*SUPPLIED DATA*.
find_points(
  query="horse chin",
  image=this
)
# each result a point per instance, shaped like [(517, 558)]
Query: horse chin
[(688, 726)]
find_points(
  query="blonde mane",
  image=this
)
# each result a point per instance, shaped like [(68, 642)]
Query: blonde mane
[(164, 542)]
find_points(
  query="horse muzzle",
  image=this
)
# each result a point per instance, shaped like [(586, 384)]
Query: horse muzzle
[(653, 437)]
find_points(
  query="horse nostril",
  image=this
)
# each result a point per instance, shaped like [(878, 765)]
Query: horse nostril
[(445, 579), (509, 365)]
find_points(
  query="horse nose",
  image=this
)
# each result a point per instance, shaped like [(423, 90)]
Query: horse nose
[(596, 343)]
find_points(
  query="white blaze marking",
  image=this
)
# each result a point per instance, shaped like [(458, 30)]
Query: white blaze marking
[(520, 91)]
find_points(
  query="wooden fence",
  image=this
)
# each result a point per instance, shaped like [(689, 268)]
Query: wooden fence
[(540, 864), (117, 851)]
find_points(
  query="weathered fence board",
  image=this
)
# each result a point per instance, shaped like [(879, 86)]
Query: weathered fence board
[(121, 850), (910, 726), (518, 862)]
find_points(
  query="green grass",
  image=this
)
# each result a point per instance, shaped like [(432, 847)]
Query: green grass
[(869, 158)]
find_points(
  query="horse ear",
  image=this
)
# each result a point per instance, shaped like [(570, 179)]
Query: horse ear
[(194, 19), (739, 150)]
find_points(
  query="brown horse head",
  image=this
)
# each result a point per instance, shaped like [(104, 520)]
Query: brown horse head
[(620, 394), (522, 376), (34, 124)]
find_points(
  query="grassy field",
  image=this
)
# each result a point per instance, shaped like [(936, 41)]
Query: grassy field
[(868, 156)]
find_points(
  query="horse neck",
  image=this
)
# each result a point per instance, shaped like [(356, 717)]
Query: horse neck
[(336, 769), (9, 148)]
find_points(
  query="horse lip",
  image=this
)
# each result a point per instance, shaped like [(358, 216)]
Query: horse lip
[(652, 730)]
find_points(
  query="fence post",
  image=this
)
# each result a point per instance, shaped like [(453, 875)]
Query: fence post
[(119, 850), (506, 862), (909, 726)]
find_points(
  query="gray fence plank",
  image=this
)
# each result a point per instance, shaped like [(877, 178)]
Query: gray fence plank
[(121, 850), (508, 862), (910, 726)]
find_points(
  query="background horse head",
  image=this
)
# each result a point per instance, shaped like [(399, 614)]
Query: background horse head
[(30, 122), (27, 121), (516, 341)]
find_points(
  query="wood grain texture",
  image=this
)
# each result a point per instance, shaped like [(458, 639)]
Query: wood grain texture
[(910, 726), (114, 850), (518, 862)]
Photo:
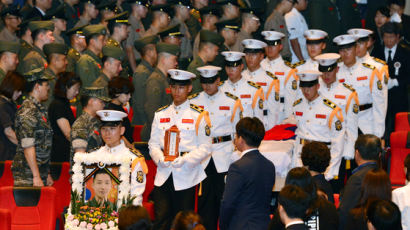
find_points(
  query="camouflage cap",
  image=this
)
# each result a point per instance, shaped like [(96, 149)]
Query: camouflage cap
[(56, 48), (76, 30), (41, 25), (35, 75), (168, 48), (171, 31), (58, 12), (91, 30), (11, 10), (114, 52), (97, 92), (119, 18), (7, 46), (212, 37), (142, 42)]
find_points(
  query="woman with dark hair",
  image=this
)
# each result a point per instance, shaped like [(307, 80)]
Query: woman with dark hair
[(376, 185), (120, 90), (187, 220), (10, 90), (61, 116), (321, 214)]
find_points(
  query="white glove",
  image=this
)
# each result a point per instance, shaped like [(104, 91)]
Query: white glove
[(178, 162), (163, 163)]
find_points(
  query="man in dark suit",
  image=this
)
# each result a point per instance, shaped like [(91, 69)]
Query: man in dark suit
[(367, 151), (249, 183), (397, 58), (293, 203)]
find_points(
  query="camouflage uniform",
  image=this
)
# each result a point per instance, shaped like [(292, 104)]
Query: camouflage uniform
[(85, 133), (88, 68), (72, 57), (32, 129)]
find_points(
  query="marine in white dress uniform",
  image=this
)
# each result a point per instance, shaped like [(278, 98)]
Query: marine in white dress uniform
[(318, 119), (175, 180), (254, 54), (283, 70), (368, 84), (111, 132), (224, 112)]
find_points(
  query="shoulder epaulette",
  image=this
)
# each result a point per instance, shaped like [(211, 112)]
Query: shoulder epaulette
[(298, 101), (368, 66), (289, 64), (231, 96), (136, 152), (379, 60), (271, 75), (196, 108), (192, 96), (253, 84), (329, 103), (162, 108), (349, 87), (299, 63)]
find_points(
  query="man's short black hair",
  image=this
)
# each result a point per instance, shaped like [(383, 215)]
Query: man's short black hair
[(391, 28), (294, 201), (316, 156), (251, 130), (384, 215), (369, 146)]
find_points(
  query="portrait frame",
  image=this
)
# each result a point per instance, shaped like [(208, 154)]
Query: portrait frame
[(84, 161)]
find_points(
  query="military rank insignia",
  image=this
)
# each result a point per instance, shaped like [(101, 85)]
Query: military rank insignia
[(294, 84), (355, 108), (379, 85), (338, 125), (207, 130), (140, 177), (260, 102)]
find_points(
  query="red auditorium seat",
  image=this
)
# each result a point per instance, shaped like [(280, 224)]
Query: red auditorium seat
[(6, 176), (5, 219), (402, 122), (30, 208), (137, 133), (61, 177), (149, 186), (400, 147)]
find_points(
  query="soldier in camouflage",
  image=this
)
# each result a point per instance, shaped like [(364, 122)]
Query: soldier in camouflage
[(85, 132), (34, 134)]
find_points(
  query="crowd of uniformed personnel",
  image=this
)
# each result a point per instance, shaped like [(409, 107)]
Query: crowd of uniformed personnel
[(203, 66)]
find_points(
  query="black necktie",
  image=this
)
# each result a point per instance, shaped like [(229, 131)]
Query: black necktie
[(389, 59)]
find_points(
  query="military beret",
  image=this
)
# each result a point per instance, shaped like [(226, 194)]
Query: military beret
[(11, 10), (55, 48), (41, 25), (7, 46), (168, 48), (91, 30), (212, 37), (35, 75), (172, 30), (119, 18), (228, 24), (113, 51), (97, 92), (76, 30), (142, 42), (58, 12)]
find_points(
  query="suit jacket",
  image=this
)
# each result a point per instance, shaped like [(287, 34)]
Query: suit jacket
[(350, 196), (297, 227), (248, 190), (397, 98)]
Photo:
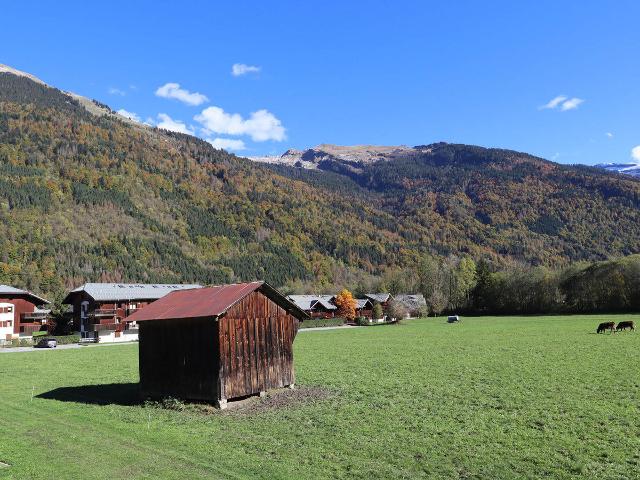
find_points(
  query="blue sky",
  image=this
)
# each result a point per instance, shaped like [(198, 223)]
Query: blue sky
[(351, 72)]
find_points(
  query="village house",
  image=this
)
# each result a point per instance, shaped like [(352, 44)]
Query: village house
[(382, 298), (316, 306), (217, 343), (21, 313), (415, 304), (364, 307), (99, 310)]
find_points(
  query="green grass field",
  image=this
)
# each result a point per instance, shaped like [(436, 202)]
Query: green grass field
[(492, 398)]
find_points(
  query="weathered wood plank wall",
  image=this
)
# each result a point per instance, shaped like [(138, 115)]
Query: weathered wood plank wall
[(256, 347), (179, 358)]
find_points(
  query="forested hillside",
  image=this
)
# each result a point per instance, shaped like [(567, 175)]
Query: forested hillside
[(494, 203), (87, 196)]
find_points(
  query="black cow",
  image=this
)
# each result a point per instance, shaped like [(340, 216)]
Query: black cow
[(606, 326), (626, 324)]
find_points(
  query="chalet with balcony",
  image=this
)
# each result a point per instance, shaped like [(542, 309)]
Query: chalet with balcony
[(100, 310), (21, 313), (316, 306), (414, 303), (382, 298), (364, 307)]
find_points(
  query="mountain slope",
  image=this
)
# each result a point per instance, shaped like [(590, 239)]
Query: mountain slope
[(632, 169), (86, 195), (491, 201)]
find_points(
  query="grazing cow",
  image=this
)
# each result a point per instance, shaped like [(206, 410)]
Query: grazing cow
[(606, 326), (624, 325)]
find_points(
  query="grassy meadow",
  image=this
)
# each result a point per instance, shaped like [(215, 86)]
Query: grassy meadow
[(493, 397)]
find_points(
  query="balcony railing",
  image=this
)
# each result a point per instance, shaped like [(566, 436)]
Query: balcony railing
[(104, 312), (30, 328), (34, 317)]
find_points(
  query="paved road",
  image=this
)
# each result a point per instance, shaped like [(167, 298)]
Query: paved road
[(91, 345), (61, 347), (314, 329)]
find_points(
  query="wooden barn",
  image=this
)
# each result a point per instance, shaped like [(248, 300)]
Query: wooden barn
[(217, 343)]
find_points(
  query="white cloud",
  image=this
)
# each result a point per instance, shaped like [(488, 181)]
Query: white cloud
[(563, 102), (571, 104), (261, 126), (554, 102), (239, 69), (168, 123), (130, 115), (228, 143), (116, 91), (173, 90)]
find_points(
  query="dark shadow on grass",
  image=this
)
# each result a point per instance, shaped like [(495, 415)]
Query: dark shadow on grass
[(108, 394)]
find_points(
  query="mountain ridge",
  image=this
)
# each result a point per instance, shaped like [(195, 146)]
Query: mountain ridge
[(92, 197)]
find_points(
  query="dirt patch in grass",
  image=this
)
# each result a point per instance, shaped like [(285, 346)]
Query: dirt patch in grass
[(279, 399), (276, 399)]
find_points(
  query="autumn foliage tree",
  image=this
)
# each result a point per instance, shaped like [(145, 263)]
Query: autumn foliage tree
[(346, 304)]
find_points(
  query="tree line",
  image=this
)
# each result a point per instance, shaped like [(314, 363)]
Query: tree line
[(461, 285)]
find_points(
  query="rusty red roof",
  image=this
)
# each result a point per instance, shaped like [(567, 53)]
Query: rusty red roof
[(209, 302)]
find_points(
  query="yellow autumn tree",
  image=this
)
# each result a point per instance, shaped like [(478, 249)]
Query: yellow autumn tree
[(346, 304)]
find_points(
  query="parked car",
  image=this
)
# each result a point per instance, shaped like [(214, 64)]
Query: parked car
[(47, 343)]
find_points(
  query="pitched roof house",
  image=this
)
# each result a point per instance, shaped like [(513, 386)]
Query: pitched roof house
[(21, 313), (217, 343), (414, 303), (316, 306), (99, 310)]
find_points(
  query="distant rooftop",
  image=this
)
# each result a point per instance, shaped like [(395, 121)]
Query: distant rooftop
[(9, 290), (129, 291)]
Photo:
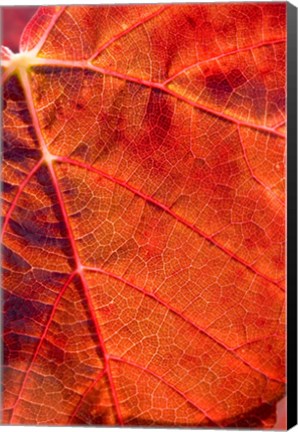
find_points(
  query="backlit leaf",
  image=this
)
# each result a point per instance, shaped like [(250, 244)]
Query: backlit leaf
[(143, 216)]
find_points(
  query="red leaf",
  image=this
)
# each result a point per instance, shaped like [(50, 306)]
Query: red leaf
[(143, 200)]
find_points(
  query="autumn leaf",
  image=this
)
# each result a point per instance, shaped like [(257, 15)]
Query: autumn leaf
[(143, 216)]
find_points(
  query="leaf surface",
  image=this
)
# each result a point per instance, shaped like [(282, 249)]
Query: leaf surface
[(143, 206)]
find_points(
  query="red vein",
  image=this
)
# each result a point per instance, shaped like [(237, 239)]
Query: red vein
[(86, 392), (152, 200), (48, 30), (19, 192), (183, 317), (123, 33), (266, 187), (236, 51), (154, 85), (79, 268), (43, 336), (160, 378)]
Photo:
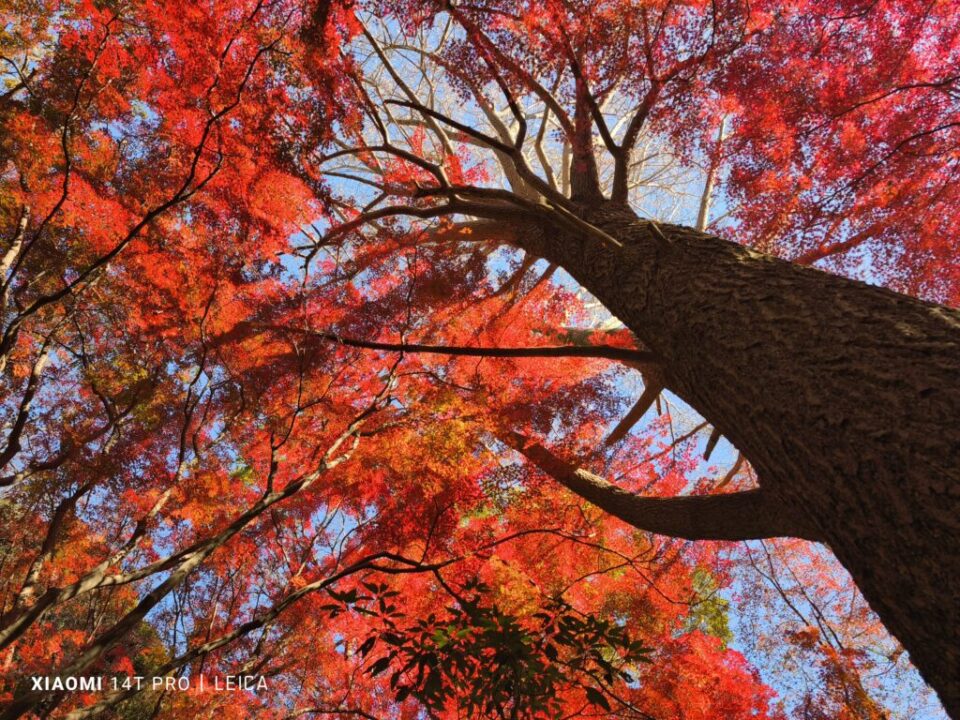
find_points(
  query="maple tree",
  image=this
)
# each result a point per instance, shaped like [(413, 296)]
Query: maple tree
[(299, 381)]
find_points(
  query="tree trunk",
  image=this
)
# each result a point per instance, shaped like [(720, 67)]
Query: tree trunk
[(845, 398)]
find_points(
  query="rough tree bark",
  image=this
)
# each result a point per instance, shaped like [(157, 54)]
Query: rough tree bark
[(845, 398)]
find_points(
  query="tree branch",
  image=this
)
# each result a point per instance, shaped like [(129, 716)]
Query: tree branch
[(607, 352), (744, 515)]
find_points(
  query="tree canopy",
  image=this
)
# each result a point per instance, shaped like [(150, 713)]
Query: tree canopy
[(292, 385)]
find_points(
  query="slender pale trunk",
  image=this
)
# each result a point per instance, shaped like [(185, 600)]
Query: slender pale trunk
[(845, 398)]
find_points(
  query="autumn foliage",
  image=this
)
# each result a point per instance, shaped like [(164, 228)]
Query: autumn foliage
[(207, 209)]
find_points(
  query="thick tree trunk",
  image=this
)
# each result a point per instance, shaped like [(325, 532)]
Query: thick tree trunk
[(845, 398)]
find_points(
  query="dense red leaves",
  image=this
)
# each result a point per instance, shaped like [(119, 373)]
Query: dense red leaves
[(172, 351)]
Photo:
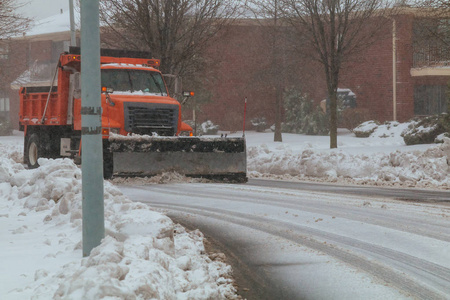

*EXERCISE AIM*.
Exclude every picture, then return precisely the lines that run from the line containing "# each result a point per instance, shaped like [(119, 373)]" through the end of the entries above.

*RESULT FOR THIS TASK*.
# each result a point per instance, shaped like [(119, 373)]
Query: dense red leaves
[(172, 351)]
Photo:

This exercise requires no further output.